* Exercise requirements *
Only the lines from the one containing "(237, 139), (618, 441)" through the last line of the material should be copied, exactly as written and without pictures.

* Provided entries *
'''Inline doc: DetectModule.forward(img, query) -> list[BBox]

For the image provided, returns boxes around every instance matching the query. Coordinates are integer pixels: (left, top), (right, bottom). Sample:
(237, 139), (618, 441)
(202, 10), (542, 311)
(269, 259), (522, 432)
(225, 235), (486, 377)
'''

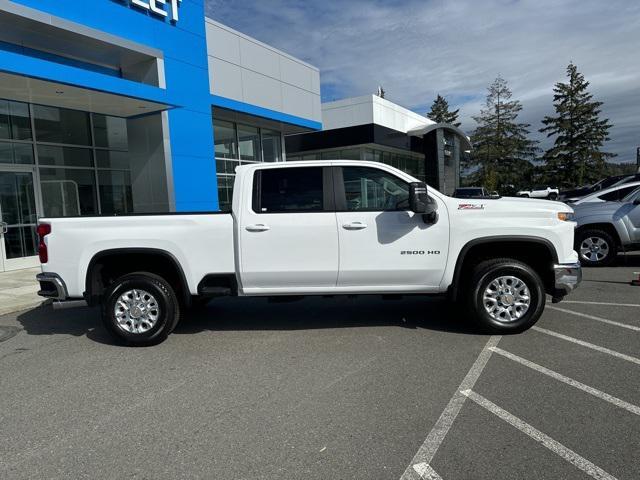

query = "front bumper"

* Response to the task *
(237, 139), (618, 441)
(202, 10), (542, 311)
(269, 259), (522, 432)
(225, 235), (486, 377)
'''


query = "front bumper"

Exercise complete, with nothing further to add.